Objectives:
**1.** Answer these questions using the server and client options text:
(a) What is the default number of servants the server creates?
(b) What is the default number of CORBA twoway calls the client makes?
(c) Which datatype does the value 2 select for the client's -d option?
**2.** Extend the server and client options text by writing what comes after its final sentence, describing the client options it has not yet explained in the same format.

Passage:

You can either run the server in the background in the same window as
the client or open a separate window for the client and server.
OPTIONS
-------
Options are case sensitive, e.g., "-U" has a different meaning than "-u".
(1) server:
./server [-p <port_num>] // starting port
[-h <my_hostname>] // IP address to use
[-t <number_of_servants>] // # of servant threads to create
[-f <ior_file> ] // specify a file to output all ior's
[-m ] // Use multiple priorities for threads
[-r ] // Run the thread-per-rate test
[-p <port_num>] is the port number at which the server will start the
first (and highest priority) servant. Successive servants will be
created starting at (port_num+1). The -t parameter specifies the total
number of servants.
Default Value: ACE_DEFAULT_SERVER_PORT /* see $ACE/ace/OS.h for actual number value */
[-h <my_hostname>] indicates the IP address the ORB should bind to.
This is useful when a machine has more than one network interface.
Default Value: Whatever ACE_OS::hostname () returns, which depends on the platform.
[-t <number_of_servants>] tells the server how many servants to create.
Default Value: 2
[-f <ior_file> ] Use to specify a file to write all the iors from the
different servants out to disk.
Default Value: nil, which means not to write the iors to disk.
[-m ] For the 1 to n low priority servants, this parameter indicates
the use of a range of priorities for the threads.
Default Value: Disabled. One priority will be used for the
low priority threads.
[-r] turn on the thread-per-rate tests. (Priority inversion tests)
Default Value: Disabled.
The server will print the IOR of the servants, but it is not required
by the client.
(2) client:
./client [<ORB OPTIONS>] // ORB options, e.g., "-ORBobjrefstyle url"
[-d <datatype>] // what datatype to use for calls
[-n <num_calls>] // number of CORBA calls to make.
[-t <num_of_clients>] // number of client threads to create
[-f <ior_file>] // specify the file from which we read the object references (iors), if any.
[-r] // run thread-per-rate test.
[-o] // makes client use oneway calls. By default, twoway calls are used.
[-x] // makes a call to servant to shutdown
[-u <requests> ] // run the client utilization test for a number of <requests>.
[-1] // run the one-to-n test.
[-g <granularity>] // choose the granularity of the timing of CORBA calls
[-c] // run the number of context switches test.
[-m] // use multiple priorities for the low priority clients.
[-d <datatype>] <datatype> is one of the following:
0 Octet
1 Short
2 Long
3 Struct of the above 3 types
Default Value: 0
[-n <num_calls>] is the number of CORBA twoway calls to be made
Default Value: 1000
[-t <num_of_clients>] is the total number of concurrent clients to be
created. The clients will have successively decreasing
priorities if "-m" is specified.
Default Value: 2
[-f <ior_file> ] Use to specify a file to read the object references (iors) of the
different servants from disk.
Default Value: nil, which means not to read the iors from disk.

Pointing dataset excerpts:
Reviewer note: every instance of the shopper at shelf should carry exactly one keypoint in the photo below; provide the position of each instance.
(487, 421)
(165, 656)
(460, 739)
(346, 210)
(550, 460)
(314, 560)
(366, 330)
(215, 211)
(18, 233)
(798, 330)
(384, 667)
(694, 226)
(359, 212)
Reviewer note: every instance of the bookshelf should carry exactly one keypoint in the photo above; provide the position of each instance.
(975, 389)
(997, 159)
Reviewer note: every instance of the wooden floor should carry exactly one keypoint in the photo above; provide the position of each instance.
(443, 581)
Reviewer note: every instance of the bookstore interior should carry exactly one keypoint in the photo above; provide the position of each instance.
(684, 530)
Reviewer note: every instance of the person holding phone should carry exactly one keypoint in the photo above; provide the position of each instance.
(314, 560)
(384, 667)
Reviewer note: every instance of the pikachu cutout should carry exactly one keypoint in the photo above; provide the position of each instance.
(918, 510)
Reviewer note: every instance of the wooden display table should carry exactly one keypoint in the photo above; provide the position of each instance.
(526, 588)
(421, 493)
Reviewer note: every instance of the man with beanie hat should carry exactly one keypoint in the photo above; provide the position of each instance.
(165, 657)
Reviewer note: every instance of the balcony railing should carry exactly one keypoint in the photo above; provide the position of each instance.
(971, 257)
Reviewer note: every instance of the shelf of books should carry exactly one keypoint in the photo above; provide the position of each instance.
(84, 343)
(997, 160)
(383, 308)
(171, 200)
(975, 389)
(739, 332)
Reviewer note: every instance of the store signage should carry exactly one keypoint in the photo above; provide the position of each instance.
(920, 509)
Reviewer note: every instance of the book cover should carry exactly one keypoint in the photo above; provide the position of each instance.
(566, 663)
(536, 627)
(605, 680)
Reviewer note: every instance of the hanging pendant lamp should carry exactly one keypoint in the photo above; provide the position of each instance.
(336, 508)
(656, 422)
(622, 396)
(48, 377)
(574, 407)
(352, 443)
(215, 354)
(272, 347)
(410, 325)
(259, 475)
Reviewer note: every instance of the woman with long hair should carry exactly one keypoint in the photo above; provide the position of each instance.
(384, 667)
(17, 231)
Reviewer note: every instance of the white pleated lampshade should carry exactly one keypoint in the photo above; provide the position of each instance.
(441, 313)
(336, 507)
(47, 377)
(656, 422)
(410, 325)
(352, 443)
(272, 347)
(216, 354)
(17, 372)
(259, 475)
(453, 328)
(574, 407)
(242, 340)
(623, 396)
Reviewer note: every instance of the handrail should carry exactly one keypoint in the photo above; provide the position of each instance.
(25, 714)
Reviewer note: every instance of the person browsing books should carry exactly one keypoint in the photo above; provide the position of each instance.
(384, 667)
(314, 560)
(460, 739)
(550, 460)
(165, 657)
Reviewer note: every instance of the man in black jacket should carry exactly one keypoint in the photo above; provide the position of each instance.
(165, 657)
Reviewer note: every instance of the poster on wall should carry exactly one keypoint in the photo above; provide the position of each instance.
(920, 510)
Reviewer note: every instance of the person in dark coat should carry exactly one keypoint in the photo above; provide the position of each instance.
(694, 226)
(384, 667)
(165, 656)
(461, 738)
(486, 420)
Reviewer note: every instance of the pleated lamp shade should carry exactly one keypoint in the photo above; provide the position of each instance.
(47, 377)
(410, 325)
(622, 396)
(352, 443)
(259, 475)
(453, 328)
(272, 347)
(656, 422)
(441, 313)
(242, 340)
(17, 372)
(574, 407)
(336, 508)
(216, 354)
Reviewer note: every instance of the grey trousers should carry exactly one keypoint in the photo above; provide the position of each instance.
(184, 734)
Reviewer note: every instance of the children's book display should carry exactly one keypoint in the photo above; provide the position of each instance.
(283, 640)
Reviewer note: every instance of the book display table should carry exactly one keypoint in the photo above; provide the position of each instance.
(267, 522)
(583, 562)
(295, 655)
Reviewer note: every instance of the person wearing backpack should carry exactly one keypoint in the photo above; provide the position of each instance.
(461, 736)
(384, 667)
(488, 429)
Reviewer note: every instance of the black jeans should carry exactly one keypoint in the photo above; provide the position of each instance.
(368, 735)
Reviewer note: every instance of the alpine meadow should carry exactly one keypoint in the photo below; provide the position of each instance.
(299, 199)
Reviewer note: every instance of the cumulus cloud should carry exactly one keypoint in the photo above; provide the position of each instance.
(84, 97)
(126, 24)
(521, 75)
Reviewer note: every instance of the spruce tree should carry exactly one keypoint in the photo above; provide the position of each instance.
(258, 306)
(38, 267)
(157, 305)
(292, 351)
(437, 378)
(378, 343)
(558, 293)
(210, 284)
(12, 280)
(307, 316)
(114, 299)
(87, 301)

Answer list:
**1.**
(a) 2
(b) 1000
(c) Long

**2.**
[-r] run the thread-per-rate test. (Priority inversion tests)
Default Value: Disabled.
[-o] enables oneway calls instead of two-way calls. The oneway call
is a noop call (for now).
Default Value: Disabled
[-x] makes the client call the shutdown() method on the servant which in turn
invokes the shutdown() method on the ORB and causes it to exit gracefully.
Default Value: Disabled
[-u <seconds>] runs the client/server utilization test for a number of <requests>.
The output is the number of seconds for the test to make such number of requests.
Now run the same test but with the -l option to make the same number of requests,
this time not using CORBA, instead directly making function calls. The difference
in time for each test to make the same number of requests is the utilization of
the OS/ORB combined.
(Note: This option overrides any specified "-t" option)
Default Value: Disabled
[-1] runs one-to-n test. One servant services all low priority clients.
Default Value: Disabled
[-g <granularity>] choose the granularity of timing the CORBA calls.
This option should disappear sometime in the future, together with
all the modifications done to support this.
What happens when this options is not used, is that (1) we start a
timer, (2) invoke the CORBA call, (3) stop the timer after call
returns. Some platforms have a very coarse grain timer (e.g. 10
msec) and timing individual calls does not report very accurate
latency results.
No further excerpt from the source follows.